* _Problem 1_
Please write out the records again, starting at the line that contains "# for each instance of the electrical" and ending at the end of the records, keeping every request line unchanged. Multiply each answer coordinate by 2.25 and round it to a whole number, with halves rounded up, but leave the sample output numbers as they are.
====================
Crossing over illegally is both expensive and dangerous. Coyotes charge two different rates. They typically charge US$ 8,000 (R$ 26,000) to cross, but will charge half price if migrants decide to carry a backpack filled with drugs over the border.


Emir (a pseudonym) who was one of the few first-timers, is a 30-year-old from El Salvador who took 45 days to get to Caborca. He claimed to have taken 15 trains. "It was difficult, and there were moments I'll never forget. I met a girl who lost a leg trying to hop on the train."

Emir is waiting for the right moment to risk everything and cross the desert, and said he's not afraid of Trump's stance on immigration. "No US president hasn't deported people".


The barred fence spreading across the border lends it the quality of a prison, as families reunite on a daily basis on opposite sides of the Obama-sanctioned bars that separate the Mexican Nogales from the American one. The families exchange food, gifts and news as they chat and try to touch one another.

Standing at an incline, in the dirt, the 47-year-old cleaning lady Aída Laurean, who was on the Mexican side, stayed with her daughter Sofia, who was on the American side, from 11:30am to 6:30pm.

The two of them went their separate ways when Aria decided she couldn't miss her mother's funeral in Mexico, even if it meant not being able to return to the US.

She made it to the funeral on time, but spent the next seven years without seeing her daughter.


The border is intimidating. Sofia, who is a telemarketer only decided to risk getting close to it after she started carrying her provisional resident card, which she got after marrying her Mexican-American husband. However, she can't leave the country until the process is over.

"They're saying he wants to build a new wall. I hope it's a low one, so I can jump over" Aída said playfully of Trump.
====================
* _Problem 2_
Transcribe the passage on migrants at the US–Mexico border, starting at "Standing at an" and ending at "process is over.".
====================
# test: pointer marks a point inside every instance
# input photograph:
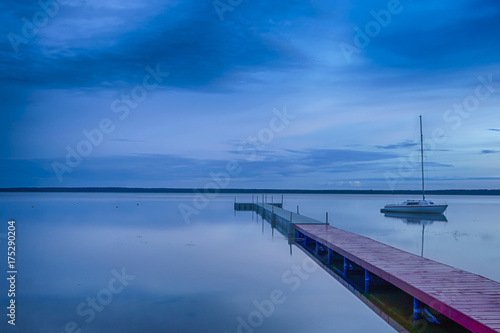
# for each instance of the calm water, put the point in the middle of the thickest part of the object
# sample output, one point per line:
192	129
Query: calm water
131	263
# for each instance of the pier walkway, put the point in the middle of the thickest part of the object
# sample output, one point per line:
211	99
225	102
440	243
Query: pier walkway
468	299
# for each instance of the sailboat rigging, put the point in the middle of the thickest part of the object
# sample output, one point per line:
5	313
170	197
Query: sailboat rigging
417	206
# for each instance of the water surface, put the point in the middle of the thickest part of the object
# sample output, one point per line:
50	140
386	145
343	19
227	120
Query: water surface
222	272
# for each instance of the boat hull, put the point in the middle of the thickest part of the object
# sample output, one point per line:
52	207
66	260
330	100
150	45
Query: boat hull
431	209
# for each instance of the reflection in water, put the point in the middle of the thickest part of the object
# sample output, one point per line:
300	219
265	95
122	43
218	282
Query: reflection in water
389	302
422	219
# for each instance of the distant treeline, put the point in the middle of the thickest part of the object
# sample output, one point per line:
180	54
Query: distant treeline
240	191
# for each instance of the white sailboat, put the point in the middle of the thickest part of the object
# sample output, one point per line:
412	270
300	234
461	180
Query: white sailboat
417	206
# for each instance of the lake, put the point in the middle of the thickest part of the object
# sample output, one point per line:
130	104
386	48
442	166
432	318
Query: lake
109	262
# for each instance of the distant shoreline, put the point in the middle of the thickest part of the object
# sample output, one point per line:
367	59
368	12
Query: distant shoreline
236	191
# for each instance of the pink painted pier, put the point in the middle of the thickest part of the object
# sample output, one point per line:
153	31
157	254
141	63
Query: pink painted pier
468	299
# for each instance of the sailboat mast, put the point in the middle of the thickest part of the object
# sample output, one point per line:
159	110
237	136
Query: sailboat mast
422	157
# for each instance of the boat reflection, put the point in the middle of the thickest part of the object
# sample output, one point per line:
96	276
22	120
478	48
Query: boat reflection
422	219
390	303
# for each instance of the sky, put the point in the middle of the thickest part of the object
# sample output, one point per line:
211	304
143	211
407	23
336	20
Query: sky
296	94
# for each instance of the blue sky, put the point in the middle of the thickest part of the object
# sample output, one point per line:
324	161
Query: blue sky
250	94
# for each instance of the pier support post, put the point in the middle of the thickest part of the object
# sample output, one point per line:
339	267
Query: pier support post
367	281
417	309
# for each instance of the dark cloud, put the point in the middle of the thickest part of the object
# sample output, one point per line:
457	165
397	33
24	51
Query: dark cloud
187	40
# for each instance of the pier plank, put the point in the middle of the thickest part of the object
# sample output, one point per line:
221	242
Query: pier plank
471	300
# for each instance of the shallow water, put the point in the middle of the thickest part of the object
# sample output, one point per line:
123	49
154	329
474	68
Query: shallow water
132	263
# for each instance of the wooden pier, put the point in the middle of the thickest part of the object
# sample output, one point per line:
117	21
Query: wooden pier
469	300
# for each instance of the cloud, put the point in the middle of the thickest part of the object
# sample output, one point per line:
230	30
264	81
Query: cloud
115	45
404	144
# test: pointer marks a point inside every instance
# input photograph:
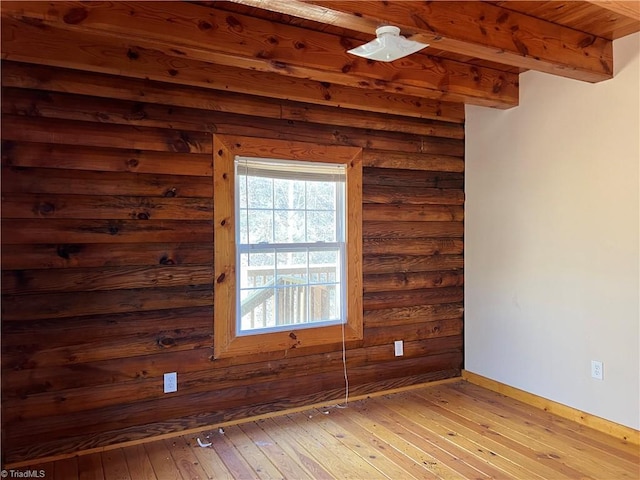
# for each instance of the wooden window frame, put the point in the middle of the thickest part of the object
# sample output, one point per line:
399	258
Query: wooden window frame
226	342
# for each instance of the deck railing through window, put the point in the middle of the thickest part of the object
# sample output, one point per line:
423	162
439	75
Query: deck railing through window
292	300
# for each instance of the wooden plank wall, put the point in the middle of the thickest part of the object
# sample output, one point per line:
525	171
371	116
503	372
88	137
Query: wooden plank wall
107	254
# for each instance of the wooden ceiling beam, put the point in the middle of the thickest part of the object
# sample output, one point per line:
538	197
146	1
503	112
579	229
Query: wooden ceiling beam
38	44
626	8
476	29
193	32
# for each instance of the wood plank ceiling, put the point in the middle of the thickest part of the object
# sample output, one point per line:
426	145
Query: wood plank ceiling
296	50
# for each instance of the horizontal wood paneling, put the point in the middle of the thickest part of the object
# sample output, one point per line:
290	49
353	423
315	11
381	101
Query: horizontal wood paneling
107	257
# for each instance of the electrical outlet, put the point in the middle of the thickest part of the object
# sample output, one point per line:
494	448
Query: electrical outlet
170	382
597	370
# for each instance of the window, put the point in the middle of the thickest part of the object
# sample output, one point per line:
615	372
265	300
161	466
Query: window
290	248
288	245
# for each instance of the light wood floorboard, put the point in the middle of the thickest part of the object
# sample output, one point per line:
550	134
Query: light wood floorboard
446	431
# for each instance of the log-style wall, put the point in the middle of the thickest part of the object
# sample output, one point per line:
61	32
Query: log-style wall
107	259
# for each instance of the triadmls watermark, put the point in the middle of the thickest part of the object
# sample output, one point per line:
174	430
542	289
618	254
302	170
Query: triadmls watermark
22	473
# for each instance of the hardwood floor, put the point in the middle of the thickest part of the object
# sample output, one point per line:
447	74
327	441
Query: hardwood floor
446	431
====================
* _Full solution 1_
# for each instance of the electrical outlet, put the point in the middle of the thickest part of the object
# sample output, one point per line:
494	448
Query: electrical outlet
383	860
1343	833
# for each instance of the window, put the point in the middle of the thickest part of the object
# sample output, one point per line:
615	372
265	300
161	466
Query: window
653	558
648	551
# for each instance of the light wood floorboard, put the point in the middle of the thickest part of the object
# sample output, one point per line:
550	134
Query: light wood floorboard
1004	970
# for each instance of the log-style wall, put the point in the middle of the thickest part of the object
# sample output, one point per line:
61	32
Query: log-style wall
241	583
# for each instance of the triadmls watermark, put the point in the middle of the thickest part of the object
# sample output, one point per line:
174	430
542	289
618	254
302	170
Query: triadmls watermark
50	1064
# for each instance of the hardwood floor, put the point in the middle of the thickest part of the object
# sample output, one point per line:
447	74
327	441
Query: hardwood floor
1004	970

* _Full solution 2_
Standing at an incline, in the dirt, the 47-year-old cleaning lady Aída Laurean, who was on the Mexican side, stayed with her daughter Sofia, who was on the American side, from 11:30am to 6:30pm.

The two of them went their separate ways when Aria decided she couldn't miss her mother's funeral in Mexico, even if it meant not being able to return to the US.

She made it to the funeral on time, but spent the next seven years without seeing her daughter.


The border is intimidating. Sofia, who is a telemarketer only decided to risk getting close to it after she started carrying her provisional resident card, which she got after marrying her Mexican-American husband. However, she can't leave the country until the process is over.